> [Exercise directions] Restate all the lines below word for word, but omit the pictures.

(Natural-language object grounding data)
▽

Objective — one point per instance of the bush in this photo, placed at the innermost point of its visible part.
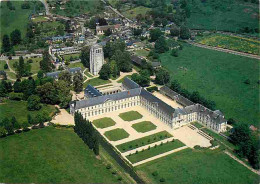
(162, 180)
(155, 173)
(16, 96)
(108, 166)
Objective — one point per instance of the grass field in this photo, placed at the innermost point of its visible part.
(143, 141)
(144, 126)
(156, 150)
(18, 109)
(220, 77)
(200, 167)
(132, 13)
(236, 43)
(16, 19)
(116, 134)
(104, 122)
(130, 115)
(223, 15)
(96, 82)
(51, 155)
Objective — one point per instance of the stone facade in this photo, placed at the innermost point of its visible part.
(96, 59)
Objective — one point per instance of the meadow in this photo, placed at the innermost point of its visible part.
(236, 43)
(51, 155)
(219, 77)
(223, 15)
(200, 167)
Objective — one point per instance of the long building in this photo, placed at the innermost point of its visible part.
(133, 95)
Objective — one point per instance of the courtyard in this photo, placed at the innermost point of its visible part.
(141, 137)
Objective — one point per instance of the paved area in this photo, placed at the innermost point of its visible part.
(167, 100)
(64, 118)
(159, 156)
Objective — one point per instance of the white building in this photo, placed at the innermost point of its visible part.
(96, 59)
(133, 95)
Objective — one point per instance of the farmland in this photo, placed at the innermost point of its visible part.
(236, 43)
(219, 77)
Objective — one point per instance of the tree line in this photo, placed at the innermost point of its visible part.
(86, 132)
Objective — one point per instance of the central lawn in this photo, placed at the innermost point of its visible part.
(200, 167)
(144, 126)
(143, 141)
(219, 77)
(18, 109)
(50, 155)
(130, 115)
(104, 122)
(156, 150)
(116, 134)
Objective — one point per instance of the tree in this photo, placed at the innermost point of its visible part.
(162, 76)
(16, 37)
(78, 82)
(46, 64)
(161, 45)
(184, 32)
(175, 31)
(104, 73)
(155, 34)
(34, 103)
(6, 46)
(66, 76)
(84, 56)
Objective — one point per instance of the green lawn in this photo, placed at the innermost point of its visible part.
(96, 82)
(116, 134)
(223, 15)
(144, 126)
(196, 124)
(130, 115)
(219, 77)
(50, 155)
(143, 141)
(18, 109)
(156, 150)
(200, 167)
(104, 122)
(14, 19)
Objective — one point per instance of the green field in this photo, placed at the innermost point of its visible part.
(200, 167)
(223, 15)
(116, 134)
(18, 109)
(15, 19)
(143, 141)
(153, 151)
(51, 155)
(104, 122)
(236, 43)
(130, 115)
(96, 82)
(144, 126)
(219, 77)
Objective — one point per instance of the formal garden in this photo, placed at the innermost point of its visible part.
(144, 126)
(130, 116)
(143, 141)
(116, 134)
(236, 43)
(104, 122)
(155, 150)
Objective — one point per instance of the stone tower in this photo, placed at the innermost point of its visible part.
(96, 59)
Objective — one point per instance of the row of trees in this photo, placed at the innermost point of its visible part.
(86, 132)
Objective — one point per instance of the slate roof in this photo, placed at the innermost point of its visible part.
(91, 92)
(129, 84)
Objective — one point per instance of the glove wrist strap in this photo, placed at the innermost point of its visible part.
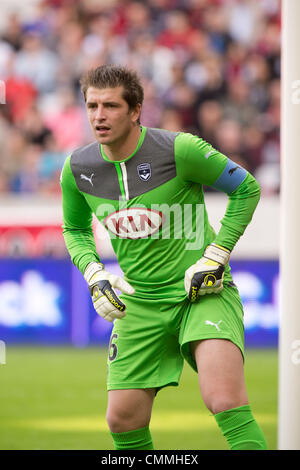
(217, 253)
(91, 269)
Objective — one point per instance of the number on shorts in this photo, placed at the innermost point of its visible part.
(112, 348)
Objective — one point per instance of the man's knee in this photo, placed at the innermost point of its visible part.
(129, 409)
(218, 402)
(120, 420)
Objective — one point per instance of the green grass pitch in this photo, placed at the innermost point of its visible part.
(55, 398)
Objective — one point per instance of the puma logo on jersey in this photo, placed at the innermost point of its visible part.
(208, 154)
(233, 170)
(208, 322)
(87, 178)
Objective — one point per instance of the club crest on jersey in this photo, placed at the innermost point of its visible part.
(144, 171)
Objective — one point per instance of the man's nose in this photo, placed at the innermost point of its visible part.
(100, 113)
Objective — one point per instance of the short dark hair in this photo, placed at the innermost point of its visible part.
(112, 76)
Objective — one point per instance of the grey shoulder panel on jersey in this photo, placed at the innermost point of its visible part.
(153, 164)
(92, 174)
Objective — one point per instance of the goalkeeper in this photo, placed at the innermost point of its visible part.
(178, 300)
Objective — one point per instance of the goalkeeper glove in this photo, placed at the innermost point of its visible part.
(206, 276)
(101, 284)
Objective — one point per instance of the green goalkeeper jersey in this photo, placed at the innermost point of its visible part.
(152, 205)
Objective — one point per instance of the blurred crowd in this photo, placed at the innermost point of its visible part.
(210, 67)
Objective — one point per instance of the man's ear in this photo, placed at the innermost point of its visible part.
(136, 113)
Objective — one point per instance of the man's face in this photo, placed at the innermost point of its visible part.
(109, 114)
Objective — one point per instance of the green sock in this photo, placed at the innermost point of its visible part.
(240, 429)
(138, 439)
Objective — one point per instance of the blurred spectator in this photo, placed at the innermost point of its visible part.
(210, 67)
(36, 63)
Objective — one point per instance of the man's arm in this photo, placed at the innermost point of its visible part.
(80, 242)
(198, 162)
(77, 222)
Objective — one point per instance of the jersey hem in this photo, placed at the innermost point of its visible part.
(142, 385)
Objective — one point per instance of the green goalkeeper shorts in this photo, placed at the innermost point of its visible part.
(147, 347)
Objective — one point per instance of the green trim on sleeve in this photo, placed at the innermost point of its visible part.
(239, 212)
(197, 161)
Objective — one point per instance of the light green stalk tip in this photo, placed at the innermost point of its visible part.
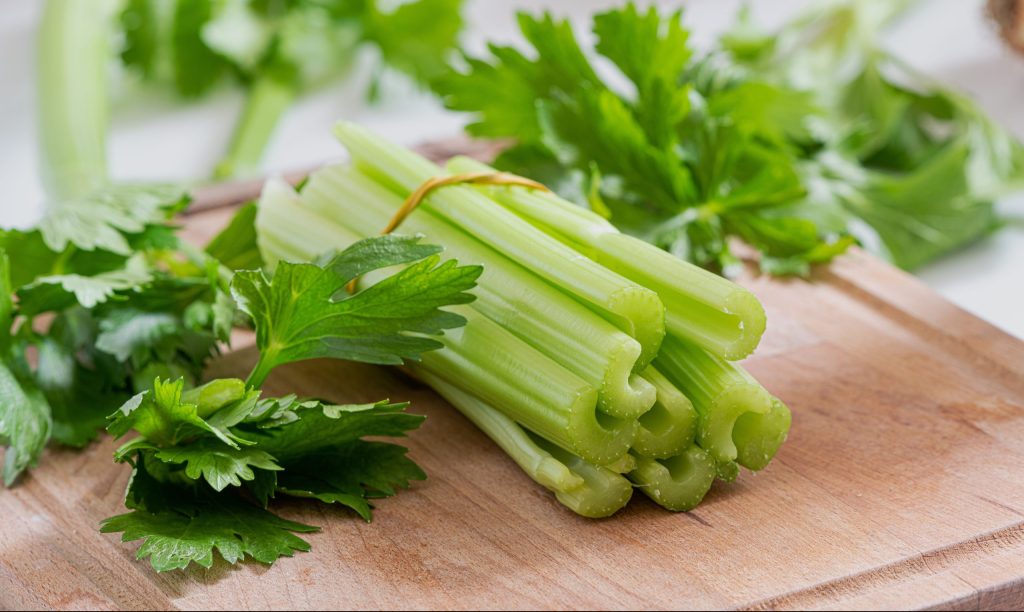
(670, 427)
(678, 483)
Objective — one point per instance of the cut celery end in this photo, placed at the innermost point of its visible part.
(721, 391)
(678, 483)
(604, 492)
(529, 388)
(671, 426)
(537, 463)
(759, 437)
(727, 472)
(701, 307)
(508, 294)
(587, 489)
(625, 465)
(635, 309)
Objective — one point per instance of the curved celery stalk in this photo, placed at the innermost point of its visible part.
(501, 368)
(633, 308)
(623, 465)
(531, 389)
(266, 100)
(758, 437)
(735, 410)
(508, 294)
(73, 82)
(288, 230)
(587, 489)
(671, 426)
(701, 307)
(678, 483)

△

> [Answer to this exercise]
Objective — one point per instance of the bush in this photo, placed at the innermost point of its visible part.
(162, 180)
(155, 173)
(16, 96)
(108, 166)
Objective — one point per instance of the grass field in this photo, placed at the innermost point of its visible part.
(143, 141)
(144, 126)
(156, 150)
(18, 109)
(220, 77)
(200, 167)
(132, 13)
(236, 43)
(16, 19)
(116, 134)
(104, 122)
(130, 115)
(223, 15)
(96, 82)
(51, 155)
Objective — one point per instance of the stone facade in this photo, placed at the innermost point of its visible part.
(96, 59)
Objective — one point per instance of the meadow in this photo, placed at the innermost point of its visible part.
(236, 43)
(51, 155)
(219, 77)
(223, 15)
(200, 167)
Objective — one point per instance of the long building in this photo, placed at the innermost point of its visible part.
(133, 95)
Objective — one point per instance of the courtyard in this photo, placed at the innermost point of its visible part.
(141, 137)
Objective — one point per instance of the paved area in this photo, placed at the innermost point of its visible part.
(167, 100)
(64, 118)
(159, 156)
Objective — one point per instance of the white building in this photo, placed at the innermost point of its visible part.
(96, 59)
(133, 95)
Objective — one point per instance of the farmland in this photo, placed at the innermost point of its visible part.
(236, 43)
(219, 77)
Objective — one point per instance of the tree line in this photo, placed at the innermost point of its visible part.
(86, 132)
Objective — one point per instance of the central lawn in this photo, placed at the innermost point of its visible part.
(200, 167)
(144, 126)
(143, 141)
(219, 77)
(18, 109)
(50, 155)
(130, 115)
(104, 122)
(156, 150)
(116, 134)
Objective — one point per instance of the tree in this photo, placed at the innermost point of its visible part.
(162, 76)
(16, 37)
(78, 82)
(46, 64)
(161, 45)
(184, 32)
(175, 31)
(104, 73)
(155, 34)
(34, 103)
(6, 46)
(66, 76)
(84, 56)
Objective — one point per instance of the green lawn in this photo, placed at the innermost point of its visible part.
(96, 82)
(116, 134)
(223, 15)
(144, 126)
(196, 124)
(130, 115)
(219, 77)
(50, 155)
(143, 141)
(18, 109)
(156, 150)
(200, 167)
(104, 122)
(14, 19)
Objective — one point per instance of the green field in this photo, placed at the innermost point of its visible part.
(200, 167)
(223, 15)
(116, 134)
(18, 109)
(15, 19)
(143, 141)
(153, 151)
(51, 155)
(104, 122)
(236, 43)
(130, 115)
(96, 82)
(144, 126)
(219, 77)
Objective — one point per instance of the formal garden in this photo, placed at the innermost point of its visible part.
(144, 126)
(130, 116)
(143, 141)
(116, 134)
(236, 43)
(104, 122)
(155, 150)
Objective — one point per instance of the stone tower in this photo, placed at the innermost point of its visible part.
(96, 59)
Objective — one point per instance of the row of trees in this photo, placed at the innermost point of its visible part.
(86, 132)
Objective — one point per instance of the slate roof in this photo, placed at the innermost point of its visible part.
(91, 92)
(129, 84)
Objective — one point per instance of the glove wrist strap in this photo, placed at the innermost point of its visible part.
(217, 253)
(91, 269)
Objective — one point per instance of the number on shorts in this photo, placed at the innermost point of its visible part.
(112, 348)
Objective — one point per instance of the man's knee in this photo, placed at the innermost point of its visible part.
(129, 409)
(218, 402)
(120, 420)
Objective — one point per instance of the green grass pitch in this photo, placed at the innermost point of its visible part.
(55, 398)
Objective — one point per instance of the puma logo on jersey in this photo, placed at the innermost point of its visible part.
(208, 154)
(233, 170)
(208, 322)
(87, 178)
Objective — one point per instance of the club crest on jersey in this photo, placed at the innermost point of its visible part.
(144, 171)
Objective — one point per instance of the man's nose in this photo, placed at the innermost point of its visible part.
(100, 113)
Objective — one point per instance of the short dark hair in this photo, placed at the innermost point of its visible part.
(112, 76)
Objective — one point per instance of the grey shoulder panel on jersey in this photo, placed at the innermost point of its visible part.
(153, 164)
(92, 174)
Objective — one point per instance of the goalkeeper in this photo, placed at the innermost point of its visible part.
(178, 300)
Objective — one point per instance of the goalkeeper glove in this photo, placed at the innermost point of its visible part.
(206, 276)
(101, 284)
Objective — one point per instance of the green goalkeeper jersey in this photo, placed at the innermost point of its visible part.
(152, 205)
Objective — one point per instance of the blurred crowd in this photo, placed at the innermost point of its visible part.
(210, 67)
Objective — one point per instance of the man's ear in this photo, placed at the innermost point of its visible part.
(136, 113)
Objective — one point per instance of the man's face in this photo, placed at the innermost point of its visible part.
(109, 114)
Objective — one point per instance of the green sock in this photo, placed at the innermost point of its visible part.
(240, 429)
(138, 439)
Objective — one point per instance of the blurred spectator in this photo, placed at the innermost point of its visible part.
(210, 67)
(36, 63)
Objective — one point per instance of the man's arm in this photo, placed at the innermost point of its visible part.
(80, 242)
(198, 162)
(77, 222)
Objective — one point per instance of the jersey hem in this photo, placed at the innermost point of its visible part.
(142, 385)
Objective — one point per instance of the green goalkeeper shorts in this photo, placed at the innermost point of its visible part.
(147, 347)
Objective — one point per instance of the green trim on sleeve in this photo, placed at the innermost point of its visible part.
(239, 212)
(197, 161)
Objective — one point per instance of the light green stalk tip in this photo, placed at the innermost point of its visible part.
(670, 427)
(678, 483)
Objective — one point per instance of the cut celery end in this photo, placed at the innermost point of its visible part.
(721, 391)
(678, 483)
(604, 492)
(529, 388)
(671, 426)
(537, 463)
(759, 437)
(727, 472)
(701, 307)
(508, 294)
(587, 489)
(625, 465)
(635, 309)
Objective — one point per instance of the curved celery stalk in this photo, placed at the innermost point of its visible part.
(501, 368)
(633, 308)
(623, 465)
(531, 389)
(266, 100)
(758, 437)
(735, 410)
(508, 294)
(73, 82)
(288, 230)
(587, 489)
(671, 426)
(701, 307)
(678, 483)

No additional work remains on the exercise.